GOAL → Convert the material, from its first line through the line holding "[0, 57, 25, 65]", into a numbered list. Include both ends and omit any blank lines.
##########
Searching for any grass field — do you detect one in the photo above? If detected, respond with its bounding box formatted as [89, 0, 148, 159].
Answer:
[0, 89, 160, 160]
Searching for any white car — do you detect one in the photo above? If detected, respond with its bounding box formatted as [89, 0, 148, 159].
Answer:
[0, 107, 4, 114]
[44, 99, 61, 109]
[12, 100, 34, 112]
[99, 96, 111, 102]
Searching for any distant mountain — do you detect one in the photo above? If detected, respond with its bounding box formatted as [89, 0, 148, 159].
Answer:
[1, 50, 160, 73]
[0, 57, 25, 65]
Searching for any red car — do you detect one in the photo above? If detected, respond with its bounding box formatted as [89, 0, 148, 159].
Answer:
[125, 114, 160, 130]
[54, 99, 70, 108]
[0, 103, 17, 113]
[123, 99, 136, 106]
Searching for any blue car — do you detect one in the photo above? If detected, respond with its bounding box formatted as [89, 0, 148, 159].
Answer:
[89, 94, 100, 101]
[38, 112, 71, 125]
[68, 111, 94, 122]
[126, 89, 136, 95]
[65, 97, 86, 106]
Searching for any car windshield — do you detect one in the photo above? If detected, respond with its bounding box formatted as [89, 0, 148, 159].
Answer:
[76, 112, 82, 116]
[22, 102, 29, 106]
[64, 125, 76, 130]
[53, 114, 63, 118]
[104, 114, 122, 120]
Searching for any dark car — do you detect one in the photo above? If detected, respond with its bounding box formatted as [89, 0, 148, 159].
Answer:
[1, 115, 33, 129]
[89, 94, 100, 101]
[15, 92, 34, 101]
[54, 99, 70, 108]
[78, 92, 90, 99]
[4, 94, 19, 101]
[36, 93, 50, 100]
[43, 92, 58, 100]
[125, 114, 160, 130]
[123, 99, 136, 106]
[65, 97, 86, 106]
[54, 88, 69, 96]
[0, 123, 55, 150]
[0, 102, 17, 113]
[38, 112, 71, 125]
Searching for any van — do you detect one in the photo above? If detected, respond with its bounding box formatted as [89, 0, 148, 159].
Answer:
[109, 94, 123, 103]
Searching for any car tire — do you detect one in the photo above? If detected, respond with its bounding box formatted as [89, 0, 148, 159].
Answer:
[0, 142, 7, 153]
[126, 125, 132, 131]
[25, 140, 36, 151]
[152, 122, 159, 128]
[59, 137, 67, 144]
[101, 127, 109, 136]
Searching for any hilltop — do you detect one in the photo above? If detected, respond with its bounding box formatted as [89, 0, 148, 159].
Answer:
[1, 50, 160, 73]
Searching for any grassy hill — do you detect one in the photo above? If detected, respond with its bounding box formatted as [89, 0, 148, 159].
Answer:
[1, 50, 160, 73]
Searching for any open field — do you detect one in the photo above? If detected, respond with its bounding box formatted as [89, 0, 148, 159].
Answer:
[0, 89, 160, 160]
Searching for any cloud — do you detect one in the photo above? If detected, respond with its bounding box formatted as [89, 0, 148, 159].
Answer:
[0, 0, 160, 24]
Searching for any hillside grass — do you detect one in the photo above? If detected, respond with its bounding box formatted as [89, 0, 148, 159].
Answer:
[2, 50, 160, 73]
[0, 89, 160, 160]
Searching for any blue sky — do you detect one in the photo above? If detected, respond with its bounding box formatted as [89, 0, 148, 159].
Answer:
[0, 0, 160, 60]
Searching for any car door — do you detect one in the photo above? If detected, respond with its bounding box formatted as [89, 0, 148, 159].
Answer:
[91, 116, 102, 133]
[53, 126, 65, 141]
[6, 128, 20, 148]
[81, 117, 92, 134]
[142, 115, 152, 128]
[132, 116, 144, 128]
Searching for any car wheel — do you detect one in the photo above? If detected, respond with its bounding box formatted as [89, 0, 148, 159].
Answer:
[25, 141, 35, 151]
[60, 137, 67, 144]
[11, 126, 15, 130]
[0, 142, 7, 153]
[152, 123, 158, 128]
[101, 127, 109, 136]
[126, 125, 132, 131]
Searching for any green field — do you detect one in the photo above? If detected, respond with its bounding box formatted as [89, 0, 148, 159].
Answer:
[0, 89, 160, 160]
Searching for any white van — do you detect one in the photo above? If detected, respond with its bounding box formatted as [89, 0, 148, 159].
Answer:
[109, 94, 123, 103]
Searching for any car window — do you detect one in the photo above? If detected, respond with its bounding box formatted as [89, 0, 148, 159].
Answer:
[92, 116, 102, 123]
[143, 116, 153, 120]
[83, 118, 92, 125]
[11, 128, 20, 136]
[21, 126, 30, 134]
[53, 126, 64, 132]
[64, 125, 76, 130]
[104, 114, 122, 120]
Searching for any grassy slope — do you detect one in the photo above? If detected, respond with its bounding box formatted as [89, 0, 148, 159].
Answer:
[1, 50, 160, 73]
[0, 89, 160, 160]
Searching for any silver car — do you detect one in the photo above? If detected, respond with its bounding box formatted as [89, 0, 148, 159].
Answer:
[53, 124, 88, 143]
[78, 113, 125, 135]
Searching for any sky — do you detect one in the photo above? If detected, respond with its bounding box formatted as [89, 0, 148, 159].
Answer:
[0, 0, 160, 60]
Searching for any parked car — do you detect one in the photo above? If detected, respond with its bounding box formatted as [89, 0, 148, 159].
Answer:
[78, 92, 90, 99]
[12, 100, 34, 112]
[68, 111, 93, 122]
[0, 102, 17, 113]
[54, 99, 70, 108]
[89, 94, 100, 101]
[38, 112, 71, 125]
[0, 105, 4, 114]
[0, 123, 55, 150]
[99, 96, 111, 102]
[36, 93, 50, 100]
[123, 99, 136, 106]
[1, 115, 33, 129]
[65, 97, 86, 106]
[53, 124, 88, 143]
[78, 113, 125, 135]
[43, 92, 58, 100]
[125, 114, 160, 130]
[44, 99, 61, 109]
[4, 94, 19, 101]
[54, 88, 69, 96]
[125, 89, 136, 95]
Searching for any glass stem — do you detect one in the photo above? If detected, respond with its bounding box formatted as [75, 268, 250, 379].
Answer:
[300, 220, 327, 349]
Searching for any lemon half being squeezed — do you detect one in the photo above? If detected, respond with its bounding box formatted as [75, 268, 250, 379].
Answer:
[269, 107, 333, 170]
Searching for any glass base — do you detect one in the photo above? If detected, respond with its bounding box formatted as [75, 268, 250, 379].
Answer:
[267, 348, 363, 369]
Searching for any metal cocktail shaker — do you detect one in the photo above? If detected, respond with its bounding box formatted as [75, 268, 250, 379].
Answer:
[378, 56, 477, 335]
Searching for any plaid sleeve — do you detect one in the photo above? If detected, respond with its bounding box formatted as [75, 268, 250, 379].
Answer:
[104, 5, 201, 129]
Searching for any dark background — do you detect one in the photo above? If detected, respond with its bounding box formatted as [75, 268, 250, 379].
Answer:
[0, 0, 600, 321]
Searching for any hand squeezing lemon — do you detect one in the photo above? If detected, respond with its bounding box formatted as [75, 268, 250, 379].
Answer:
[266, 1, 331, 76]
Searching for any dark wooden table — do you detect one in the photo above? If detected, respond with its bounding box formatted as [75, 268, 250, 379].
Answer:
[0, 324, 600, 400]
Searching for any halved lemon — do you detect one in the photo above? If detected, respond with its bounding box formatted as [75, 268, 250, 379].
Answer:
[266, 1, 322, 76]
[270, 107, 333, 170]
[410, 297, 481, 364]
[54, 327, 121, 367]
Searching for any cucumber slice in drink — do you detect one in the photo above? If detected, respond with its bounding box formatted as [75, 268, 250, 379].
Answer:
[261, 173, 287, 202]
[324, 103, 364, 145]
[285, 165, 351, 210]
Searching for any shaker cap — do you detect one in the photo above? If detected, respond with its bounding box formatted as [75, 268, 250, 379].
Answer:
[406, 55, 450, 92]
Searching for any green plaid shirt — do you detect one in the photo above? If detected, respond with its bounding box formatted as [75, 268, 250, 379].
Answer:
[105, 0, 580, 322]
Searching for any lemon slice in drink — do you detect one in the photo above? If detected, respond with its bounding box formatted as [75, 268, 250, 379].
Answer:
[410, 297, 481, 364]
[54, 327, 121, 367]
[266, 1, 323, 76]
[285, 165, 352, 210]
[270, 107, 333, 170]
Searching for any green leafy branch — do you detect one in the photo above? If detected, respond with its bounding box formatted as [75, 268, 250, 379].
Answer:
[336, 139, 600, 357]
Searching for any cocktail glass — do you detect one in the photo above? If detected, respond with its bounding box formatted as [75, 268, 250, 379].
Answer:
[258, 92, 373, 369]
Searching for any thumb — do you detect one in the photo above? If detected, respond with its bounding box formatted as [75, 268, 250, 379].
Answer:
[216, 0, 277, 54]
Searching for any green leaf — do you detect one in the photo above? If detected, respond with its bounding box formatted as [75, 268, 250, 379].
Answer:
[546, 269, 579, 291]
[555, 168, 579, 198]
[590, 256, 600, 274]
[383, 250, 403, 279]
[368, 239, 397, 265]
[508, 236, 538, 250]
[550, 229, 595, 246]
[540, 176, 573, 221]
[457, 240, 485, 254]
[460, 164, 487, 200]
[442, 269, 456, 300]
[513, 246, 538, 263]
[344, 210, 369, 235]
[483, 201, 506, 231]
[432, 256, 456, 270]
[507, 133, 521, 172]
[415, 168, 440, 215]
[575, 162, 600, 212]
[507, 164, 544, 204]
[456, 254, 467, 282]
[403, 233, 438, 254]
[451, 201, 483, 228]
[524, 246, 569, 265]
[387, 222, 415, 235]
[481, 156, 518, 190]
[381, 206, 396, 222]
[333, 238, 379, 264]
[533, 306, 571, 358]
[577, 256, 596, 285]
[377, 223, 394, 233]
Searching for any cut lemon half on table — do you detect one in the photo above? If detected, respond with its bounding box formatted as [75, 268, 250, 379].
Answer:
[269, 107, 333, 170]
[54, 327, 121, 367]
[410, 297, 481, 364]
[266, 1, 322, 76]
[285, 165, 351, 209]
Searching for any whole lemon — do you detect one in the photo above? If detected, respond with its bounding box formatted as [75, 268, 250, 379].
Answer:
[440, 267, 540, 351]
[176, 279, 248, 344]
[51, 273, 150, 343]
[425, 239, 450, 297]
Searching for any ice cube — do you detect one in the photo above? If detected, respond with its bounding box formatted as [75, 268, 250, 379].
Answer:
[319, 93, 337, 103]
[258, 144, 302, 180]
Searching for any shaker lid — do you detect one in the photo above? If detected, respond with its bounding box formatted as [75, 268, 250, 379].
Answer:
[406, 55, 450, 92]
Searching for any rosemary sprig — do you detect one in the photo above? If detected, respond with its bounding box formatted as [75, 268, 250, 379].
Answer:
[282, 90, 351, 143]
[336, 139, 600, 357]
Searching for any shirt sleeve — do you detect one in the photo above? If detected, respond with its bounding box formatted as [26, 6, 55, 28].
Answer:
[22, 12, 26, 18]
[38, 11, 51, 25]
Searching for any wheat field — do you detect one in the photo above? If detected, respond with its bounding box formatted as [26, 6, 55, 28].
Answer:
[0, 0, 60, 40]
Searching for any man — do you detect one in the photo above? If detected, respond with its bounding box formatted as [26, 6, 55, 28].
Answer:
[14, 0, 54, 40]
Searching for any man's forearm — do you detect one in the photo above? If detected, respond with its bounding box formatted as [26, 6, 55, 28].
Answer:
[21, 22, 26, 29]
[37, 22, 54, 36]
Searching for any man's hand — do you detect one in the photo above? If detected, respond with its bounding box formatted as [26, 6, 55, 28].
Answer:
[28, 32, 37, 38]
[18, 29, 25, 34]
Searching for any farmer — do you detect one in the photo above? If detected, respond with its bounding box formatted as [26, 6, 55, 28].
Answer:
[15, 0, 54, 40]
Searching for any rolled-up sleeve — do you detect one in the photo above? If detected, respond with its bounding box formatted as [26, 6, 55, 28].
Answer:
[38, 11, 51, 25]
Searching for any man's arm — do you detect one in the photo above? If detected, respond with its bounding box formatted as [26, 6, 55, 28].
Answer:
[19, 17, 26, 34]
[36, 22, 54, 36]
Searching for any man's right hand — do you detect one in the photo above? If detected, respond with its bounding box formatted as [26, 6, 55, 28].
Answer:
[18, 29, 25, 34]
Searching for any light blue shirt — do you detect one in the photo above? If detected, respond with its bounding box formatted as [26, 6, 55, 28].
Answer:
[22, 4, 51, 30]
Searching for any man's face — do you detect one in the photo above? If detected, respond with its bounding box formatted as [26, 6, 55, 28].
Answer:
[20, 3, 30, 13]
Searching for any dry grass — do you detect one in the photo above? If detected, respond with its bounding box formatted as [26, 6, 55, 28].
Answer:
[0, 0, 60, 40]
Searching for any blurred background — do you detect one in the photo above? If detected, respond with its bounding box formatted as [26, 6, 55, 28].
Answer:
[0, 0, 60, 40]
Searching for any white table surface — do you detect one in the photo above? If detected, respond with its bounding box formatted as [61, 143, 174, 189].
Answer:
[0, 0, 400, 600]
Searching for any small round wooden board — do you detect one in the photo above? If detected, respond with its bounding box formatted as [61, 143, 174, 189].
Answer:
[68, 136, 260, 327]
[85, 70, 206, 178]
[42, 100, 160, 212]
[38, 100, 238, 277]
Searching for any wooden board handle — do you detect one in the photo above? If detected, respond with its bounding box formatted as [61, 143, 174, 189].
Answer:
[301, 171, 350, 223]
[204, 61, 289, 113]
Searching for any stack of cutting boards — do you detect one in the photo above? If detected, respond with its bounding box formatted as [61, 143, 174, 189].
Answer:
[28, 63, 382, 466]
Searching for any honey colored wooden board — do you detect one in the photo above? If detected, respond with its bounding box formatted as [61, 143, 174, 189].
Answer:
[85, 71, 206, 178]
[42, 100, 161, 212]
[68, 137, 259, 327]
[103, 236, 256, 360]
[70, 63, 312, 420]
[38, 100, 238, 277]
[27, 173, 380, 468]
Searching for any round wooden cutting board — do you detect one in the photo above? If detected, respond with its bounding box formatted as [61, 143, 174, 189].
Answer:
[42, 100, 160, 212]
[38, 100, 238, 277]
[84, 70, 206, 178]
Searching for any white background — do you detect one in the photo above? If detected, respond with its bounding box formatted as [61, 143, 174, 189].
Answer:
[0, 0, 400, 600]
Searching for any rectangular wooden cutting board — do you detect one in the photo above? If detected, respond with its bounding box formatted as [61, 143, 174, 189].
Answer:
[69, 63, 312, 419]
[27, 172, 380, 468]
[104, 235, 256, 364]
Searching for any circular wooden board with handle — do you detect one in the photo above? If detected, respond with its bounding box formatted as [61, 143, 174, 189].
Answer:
##########
SOLUTION TO THE EXERCISE →
1. Searching for any grass field — do you detect one in the photo above? If detected, respond with its bounding box formatted as [89, 0, 148, 159].
2. Answer:
3. [0, 89, 160, 160]
4. Searching for any white car — do you detect one in the photo above? If detected, respond with its bounding box formatted as [89, 0, 148, 159].
5. Answer:
6. [0, 107, 4, 114]
7. [44, 99, 61, 109]
8. [12, 100, 34, 112]
9. [99, 96, 111, 102]
10. Searching for any distant mountain — do you detect one in the photo above? If detected, respond with its bounding box formatted as [89, 0, 148, 159].
11. Answer:
12. [1, 50, 160, 73]
13. [0, 57, 25, 65]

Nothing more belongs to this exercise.